**PROBLEMS TO SOLVE**.
A – Answer these questions from the passage on the organ of Zuckerkandl:
(i) Where is the organ located?
(ii) Who first described it, and in what year?
(iii) When sources distinguish the two, what do the "paraaortic bodies" manufacture?
B – Carry on the passage on the organ of Zuckerkandl from its last sentence.

**PASSAGE FOR REVIEW**.
--------------------------------

Organ located at the aortic bifurcation

The organ of Zuckerkandl is a chromaffin body derived from the neural crest located at the bifurcation of the aorta or at the origin of the inferior mesenteric artery. It can be the source of a paraganglioma.

The term para-aortic body is also sometimes used to describe it, as it usually arises near the abdominal aorta, but this term can be the source of confusion, because the term "corpora paraaortica" is also used to describe the aortic body, which arises near the thoracic aorta. This diffused group of neuroendocrine sympathetic fibres was first described by Emil Zuckerkandl, a professor of anatomy at the University of Vienna, in 1901.

Some sources equate the "aortic bodies" and "paraaortic bodies", while other sources explicitly distinguish between the two. When a distinction is made, the "aortic bodies" are chemoreceptors which regulate circulation, while the "paraaortic bodies" are the chromaffin cells which manufacture catecholamines.

Organs of Zuckerkandl (O of Z) harbor the potential for deadly paragangliomas. Paragangliomas are one of the surgical causes of hypertension. Major treatises of medicine offer very little information on this topic.

--------------------------------

**STUDY MATERIAL**.
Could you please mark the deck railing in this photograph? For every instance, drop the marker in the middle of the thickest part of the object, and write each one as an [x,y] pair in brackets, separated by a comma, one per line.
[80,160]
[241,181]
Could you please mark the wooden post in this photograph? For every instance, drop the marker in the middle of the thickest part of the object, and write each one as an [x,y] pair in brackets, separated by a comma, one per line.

--------------------------------

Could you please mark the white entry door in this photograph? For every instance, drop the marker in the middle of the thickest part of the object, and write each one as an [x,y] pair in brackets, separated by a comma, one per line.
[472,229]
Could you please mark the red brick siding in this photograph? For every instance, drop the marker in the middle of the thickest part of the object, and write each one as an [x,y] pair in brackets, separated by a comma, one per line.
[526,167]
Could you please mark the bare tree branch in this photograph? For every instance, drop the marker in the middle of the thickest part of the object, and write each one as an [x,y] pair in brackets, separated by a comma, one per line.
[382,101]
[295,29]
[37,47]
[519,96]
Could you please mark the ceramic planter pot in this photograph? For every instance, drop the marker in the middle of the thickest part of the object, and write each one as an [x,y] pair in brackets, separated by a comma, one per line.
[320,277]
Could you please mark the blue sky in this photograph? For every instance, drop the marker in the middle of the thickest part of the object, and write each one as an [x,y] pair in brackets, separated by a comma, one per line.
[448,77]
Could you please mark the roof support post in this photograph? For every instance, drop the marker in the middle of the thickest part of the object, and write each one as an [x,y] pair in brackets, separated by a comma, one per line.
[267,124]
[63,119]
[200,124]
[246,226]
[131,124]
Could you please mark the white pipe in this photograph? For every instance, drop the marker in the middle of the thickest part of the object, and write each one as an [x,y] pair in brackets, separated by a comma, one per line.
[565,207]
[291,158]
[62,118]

--------------------------------

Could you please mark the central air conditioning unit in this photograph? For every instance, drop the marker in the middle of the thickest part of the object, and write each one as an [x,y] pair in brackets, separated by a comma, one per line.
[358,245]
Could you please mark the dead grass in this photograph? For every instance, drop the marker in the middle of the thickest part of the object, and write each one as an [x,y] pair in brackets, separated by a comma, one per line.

--------------------------------

**EXERCISE RESULTS**.
A –
(i) At the bifurcation of the aorta or at the origin of the inferior mesenteric artery.
(ii) Emil Zuckerkandl, in 1901.
(iii) Catecholamines.

B –
==Function==
Its physiological role is thought to be of the greatest importance during the early gestational period as a homeostatic regulator of blood pressure, secreting catecholamines into the fetal circulation.

The organ itself regresses in the late third trimester and following birth to form the aorticosympathetic group of the adult paraganglia.

==Clinical significance==

===Pathology===
It can be the source of paraganglioma.

The organ of Zuckerkandl is of pathological significance in the adult as a common extra-adrenal site of pheochromocytoma though the most common extra-adrenal site is in the superior para-aortic region between the diaphragm and lower renal poles.

Extra-adrenal tumors account for around 25% of all cases of pheochromocytoma. Resection has been described.

In addition to its endocrine effects, it can also cause obstructive pathology.